== ARTICLE ==
<<<<

Why do so many online debates about cyclists end up like train wrecks?

Single File Please
Recently, an online quiz in Australia about cycling road rules went totally off the rails after motorists and cyclists fiercely debated whether cyclists should have to be registered, forcing the Queensland Transport and Main Roads Department to explain why it doesn’t make cyclists pay registration fees. Geoff Baird explains this is actually a common tactic by cyclists. It distracts attention away from the real issue - namely, the Safe Passing Laws have actually made our roads more dangerous. Not for cyclists, but for motorists.

Every Monday the Queensland Transport and Main Roads Department uses its Facebook page to quiz drivers on recent changes to the road rules.

Most of the time their online quizzes tend to get a fairly modest number of replies  –  except for their quizzes about cyclists.  Whenever the Qld Transport Department posts a cycling related quiz the number of comments explodes by maybe 1000% or more.

Interestingly,  this same pattern happens  throughout the Western World.  If you follow the online content by any Transport Department in the United Kingdom,  or Canada,  or the United States,  the same thing happens.  Mention road cycling,  and cyclists from all over the globe instantly show up in the comments,  and they relentlessly start trolling motorists.

Welcome to world of recreational outrage.  For many cyclists,  showing up in the comments sections and arguing with motorists is a form of sport,  and if you follow these things like we tend to do,  after a while it becomes very clear the same names keep showing up,  time after time.

>>>>

(Pointing records)
<<<<

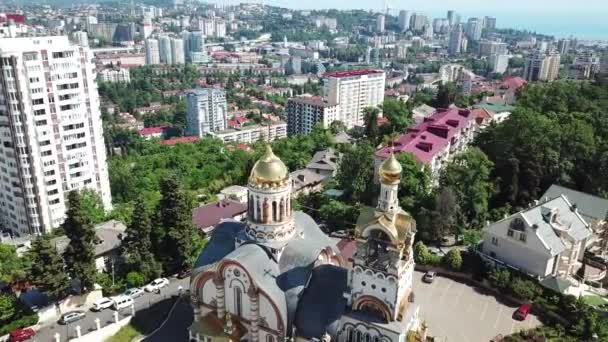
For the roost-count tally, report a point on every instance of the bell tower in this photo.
(269, 214)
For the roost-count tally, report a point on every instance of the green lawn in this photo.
(594, 300)
(125, 334)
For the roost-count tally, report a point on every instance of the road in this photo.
(458, 312)
(47, 332)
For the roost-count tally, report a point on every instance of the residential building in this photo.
(435, 140)
(207, 111)
(593, 209)
(353, 91)
(152, 51)
(164, 43)
(474, 28)
(489, 48)
(305, 112)
(404, 20)
(380, 23)
(177, 51)
(548, 239)
(252, 133)
(207, 217)
(302, 272)
(455, 42)
(542, 66)
(51, 131)
(117, 75)
(499, 63)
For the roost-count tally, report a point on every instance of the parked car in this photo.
(522, 312)
(121, 302)
(135, 292)
(156, 284)
(102, 303)
(429, 277)
(72, 316)
(19, 335)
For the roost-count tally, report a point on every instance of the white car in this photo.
(102, 303)
(135, 292)
(157, 284)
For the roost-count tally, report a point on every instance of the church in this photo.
(278, 277)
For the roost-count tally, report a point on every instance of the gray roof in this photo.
(322, 304)
(109, 237)
(589, 206)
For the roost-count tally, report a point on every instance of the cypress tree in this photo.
(79, 255)
(137, 245)
(176, 231)
(46, 270)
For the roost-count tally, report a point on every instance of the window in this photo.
(522, 237)
(238, 294)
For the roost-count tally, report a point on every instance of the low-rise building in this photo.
(546, 240)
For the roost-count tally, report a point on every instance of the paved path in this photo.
(458, 312)
(47, 332)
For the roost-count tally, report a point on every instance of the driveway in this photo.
(458, 312)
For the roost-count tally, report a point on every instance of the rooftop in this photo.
(352, 73)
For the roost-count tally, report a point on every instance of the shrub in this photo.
(524, 289)
(452, 260)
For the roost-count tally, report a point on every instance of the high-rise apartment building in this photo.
(455, 42)
(305, 112)
(354, 91)
(542, 66)
(404, 20)
(474, 28)
(164, 46)
(380, 20)
(152, 51)
(51, 132)
(177, 51)
(207, 111)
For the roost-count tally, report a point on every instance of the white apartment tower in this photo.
(207, 111)
(51, 131)
(353, 91)
(152, 51)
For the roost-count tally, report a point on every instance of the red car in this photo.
(19, 335)
(522, 312)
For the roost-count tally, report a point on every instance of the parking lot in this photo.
(456, 311)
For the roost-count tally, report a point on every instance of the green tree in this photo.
(178, 236)
(8, 307)
(79, 255)
(452, 260)
(136, 247)
(357, 182)
(46, 271)
(469, 176)
(12, 267)
(92, 206)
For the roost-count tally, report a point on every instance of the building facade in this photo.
(304, 113)
(269, 278)
(51, 131)
(207, 111)
(353, 91)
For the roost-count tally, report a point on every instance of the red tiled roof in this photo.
(430, 136)
(212, 214)
(352, 73)
(180, 140)
(152, 130)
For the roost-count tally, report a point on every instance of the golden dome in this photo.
(268, 170)
(390, 170)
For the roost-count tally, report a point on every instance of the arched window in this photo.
(238, 301)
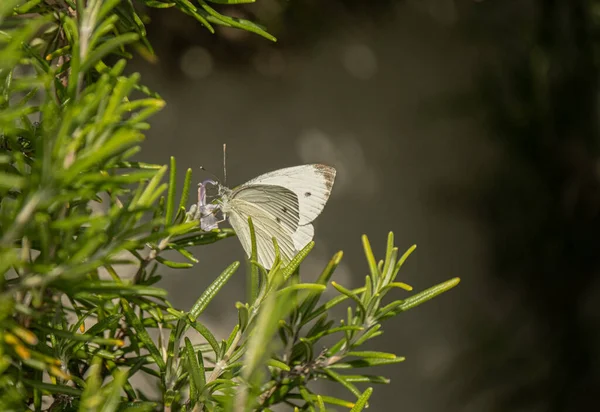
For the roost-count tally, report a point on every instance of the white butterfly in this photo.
(282, 205)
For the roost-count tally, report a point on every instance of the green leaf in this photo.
(212, 290)
(428, 294)
(11, 181)
(174, 265)
(196, 368)
(186, 189)
(361, 403)
(350, 294)
(253, 276)
(207, 334)
(278, 364)
(102, 287)
(295, 262)
(142, 335)
(106, 48)
(311, 301)
(247, 25)
(366, 363)
(372, 354)
(371, 260)
(340, 379)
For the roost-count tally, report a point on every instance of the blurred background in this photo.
(467, 127)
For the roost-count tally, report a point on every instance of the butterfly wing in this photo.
(311, 183)
(274, 212)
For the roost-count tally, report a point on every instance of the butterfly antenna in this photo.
(225, 164)
(212, 174)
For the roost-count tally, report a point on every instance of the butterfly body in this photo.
(282, 205)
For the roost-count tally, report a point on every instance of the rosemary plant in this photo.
(75, 209)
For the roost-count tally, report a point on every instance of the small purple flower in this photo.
(206, 212)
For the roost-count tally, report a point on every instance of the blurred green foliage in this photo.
(76, 212)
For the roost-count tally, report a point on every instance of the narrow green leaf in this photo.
(174, 265)
(311, 301)
(111, 395)
(109, 287)
(428, 294)
(142, 335)
(52, 388)
(207, 334)
(278, 364)
(243, 315)
(311, 287)
(319, 335)
(367, 379)
(196, 368)
(350, 294)
(186, 189)
(372, 354)
(172, 190)
(212, 290)
(253, 275)
(295, 262)
(11, 181)
(389, 261)
(366, 363)
(402, 260)
(341, 380)
(106, 48)
(371, 259)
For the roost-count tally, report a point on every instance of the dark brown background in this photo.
(466, 127)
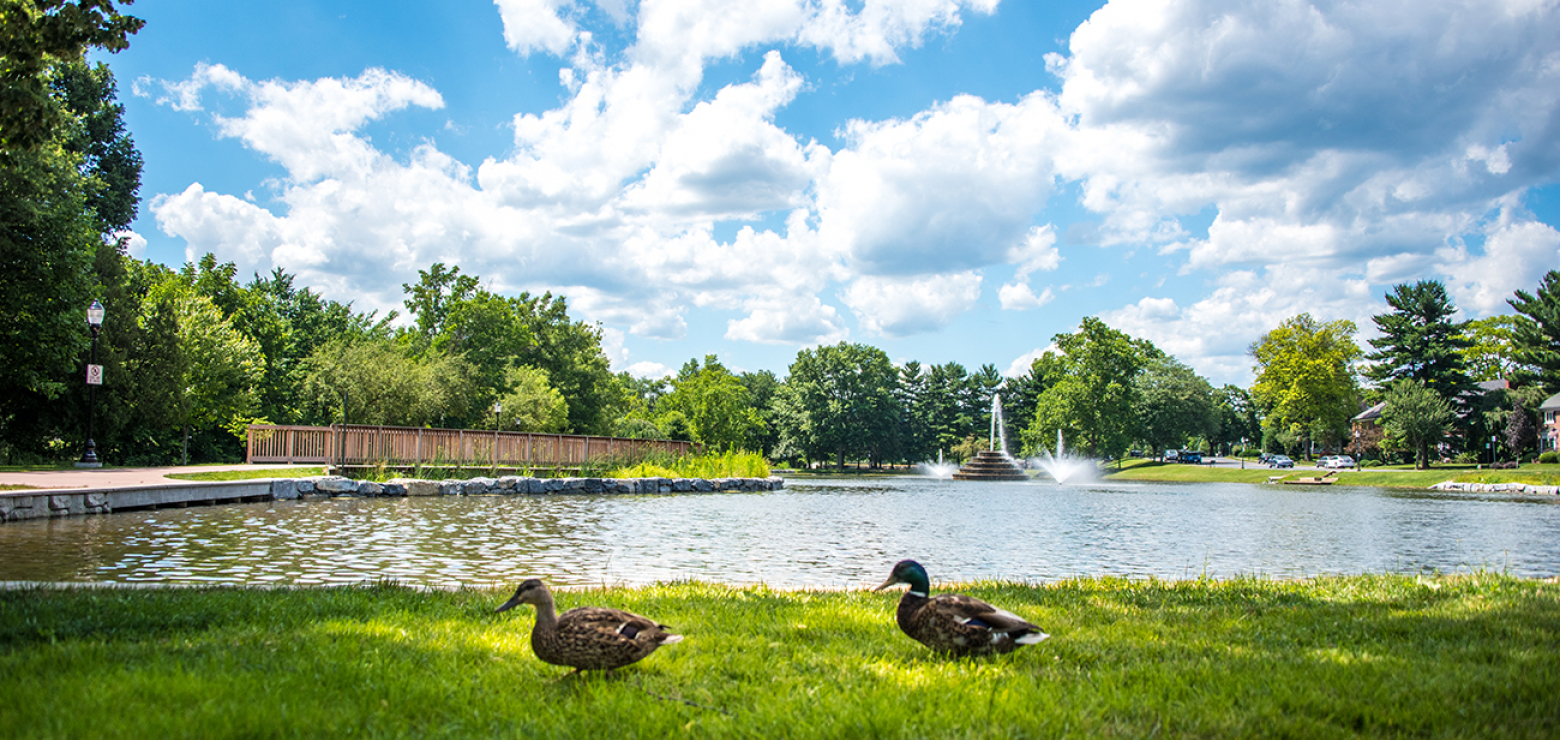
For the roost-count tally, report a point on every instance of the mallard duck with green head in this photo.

>>>>

== GOALS ==
- a) Answer these questions from the article about online debates on cyclists.
(i) Which department uses its Facebook page every Monday to quiz drivers on road rule changes?
(ii) By roughly how much does the number of comments grow when that department posts a cycling-related quiz?
(iii) For whom does the article say the Safe Passing Laws have made the roads more dangerous?
- b) In the rows, from the line holding "blurred background in this photo." through the end of the rows, inclusive, replace "roost-count tally" with "bird survey" and change nothing else. Leave the pictures out of your answer.
The article and the rows are unrelated to each other.

== FULL SOLUTIONS ==
- a)
(i) The Queensland Transport and Main Roads Department.
(ii) By maybe 1000% or more.
(iii) For motorists, not cyclists.

- b)
For the bird survey, report a point on every instance of the blurred background in this photo.
(467, 127)
For the bird survey, report a point on every instance of the butterfly wing in this photo.
(311, 183)
(274, 212)
For the bird survey, report a point on every instance of the butterfly antenna in this photo.
(225, 164)
(212, 174)
For the bird survey, report a point on every instance of the butterfly body in this photo.
(282, 205)
For the bird survey, report a point on every instance of the rosemary plant in this photo.
(75, 209)
For the bird survey, report a point on every instance of the small purple flower in this photo.
(206, 212)
For the bird survey, report a point on every instance of the blurred green foliage in this photo.
(76, 212)
For the bird survey, report a point on every instance of the narrow green leaf in this photo.
(174, 265)
(311, 301)
(111, 395)
(109, 287)
(428, 294)
(142, 335)
(52, 388)
(207, 334)
(278, 364)
(243, 315)
(311, 287)
(319, 335)
(367, 379)
(196, 368)
(350, 294)
(186, 189)
(372, 354)
(172, 190)
(212, 290)
(253, 275)
(295, 262)
(11, 181)
(389, 261)
(366, 363)
(402, 260)
(341, 380)
(106, 48)
(371, 259)
For the bird survey, report a point on every instance of the dark brown background in this photo.
(466, 127)
For the bird survey, report a point on every instance of the mallard duck with green head in this photo.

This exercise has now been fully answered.